(Source records)
Start
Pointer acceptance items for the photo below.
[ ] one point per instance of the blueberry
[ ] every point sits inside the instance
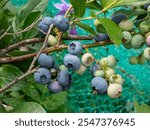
(61, 23)
(94, 67)
(54, 87)
(64, 78)
(126, 37)
(75, 48)
(114, 90)
(73, 31)
(45, 24)
(126, 25)
(47, 21)
(53, 73)
(101, 37)
(148, 41)
(43, 28)
(117, 18)
(137, 41)
(45, 60)
(146, 6)
(42, 76)
(72, 62)
(99, 84)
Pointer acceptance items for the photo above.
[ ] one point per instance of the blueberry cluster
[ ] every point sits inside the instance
(105, 80)
(49, 74)
(59, 22)
(135, 35)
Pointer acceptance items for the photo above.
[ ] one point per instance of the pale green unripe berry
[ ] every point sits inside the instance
(99, 73)
(137, 41)
(114, 90)
(111, 61)
(96, 23)
(133, 60)
(128, 46)
(144, 27)
(109, 72)
(148, 9)
(141, 59)
(52, 41)
(62, 67)
(127, 37)
(81, 70)
(126, 25)
(147, 53)
(87, 59)
(104, 61)
(116, 79)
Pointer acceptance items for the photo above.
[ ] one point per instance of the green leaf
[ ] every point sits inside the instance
(143, 108)
(8, 73)
(131, 2)
(41, 6)
(86, 27)
(104, 2)
(3, 3)
(113, 30)
(55, 101)
(131, 13)
(93, 5)
(2, 108)
(31, 6)
(79, 7)
(29, 107)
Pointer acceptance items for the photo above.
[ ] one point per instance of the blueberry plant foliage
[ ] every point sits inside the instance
(31, 80)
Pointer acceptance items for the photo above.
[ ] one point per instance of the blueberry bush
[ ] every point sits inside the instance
(42, 53)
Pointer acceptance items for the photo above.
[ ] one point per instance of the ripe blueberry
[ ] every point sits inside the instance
(75, 48)
(45, 60)
(42, 76)
(72, 62)
(101, 37)
(64, 78)
(61, 23)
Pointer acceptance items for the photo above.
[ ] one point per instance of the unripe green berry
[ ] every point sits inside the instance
(127, 37)
(111, 61)
(81, 70)
(147, 53)
(96, 23)
(133, 60)
(109, 72)
(87, 59)
(52, 41)
(126, 25)
(99, 73)
(137, 41)
(62, 67)
(114, 90)
(116, 79)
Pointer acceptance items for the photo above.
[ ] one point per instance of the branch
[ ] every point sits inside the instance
(30, 70)
(22, 31)
(17, 80)
(48, 50)
(20, 44)
(39, 40)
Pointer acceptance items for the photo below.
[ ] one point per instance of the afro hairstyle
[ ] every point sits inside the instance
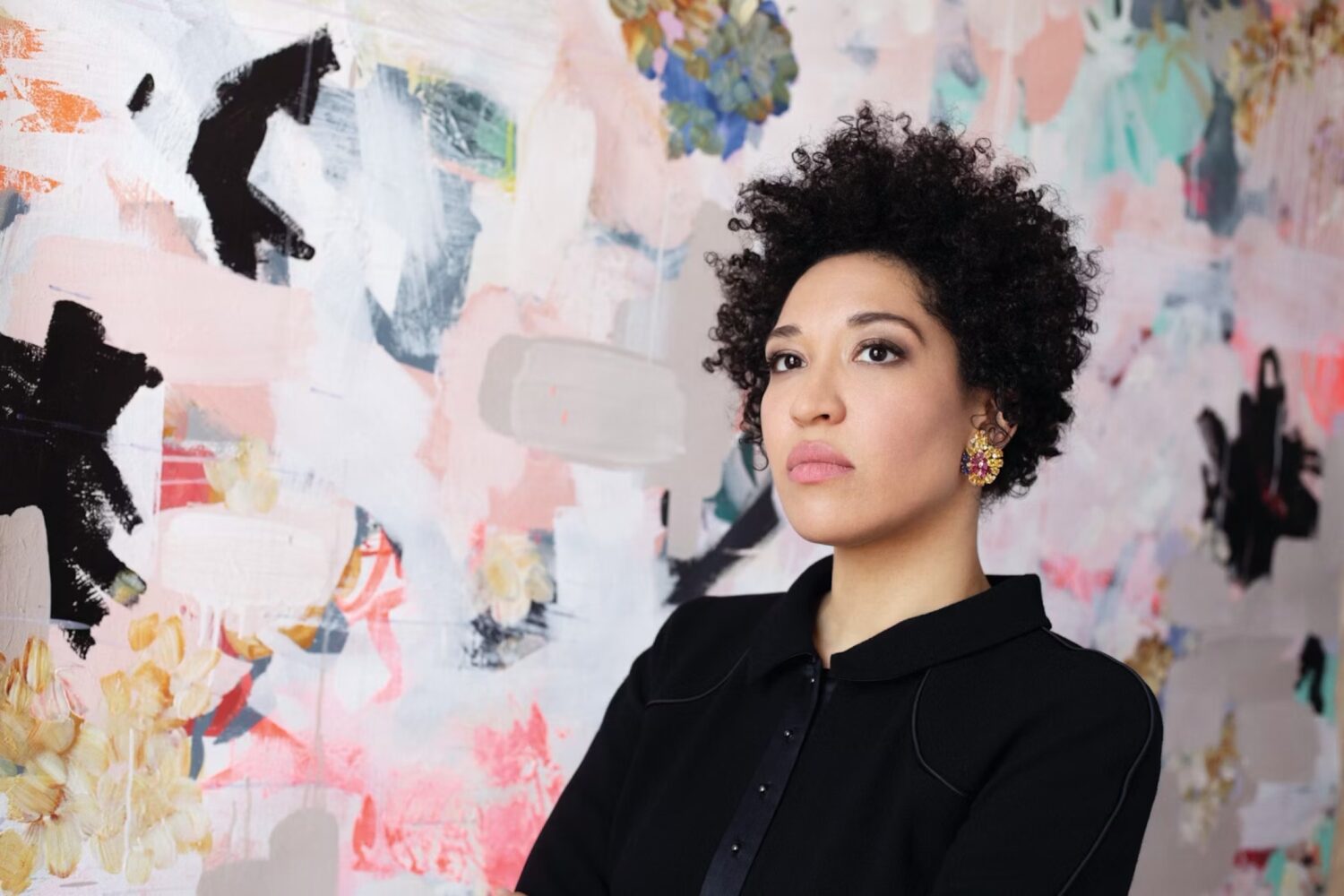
End
**SET PROBLEM:** Count the lines of the records above that contain the string "green", with case taken into account, and reply with only the number.

**COMPLETED EXERCISE:** 3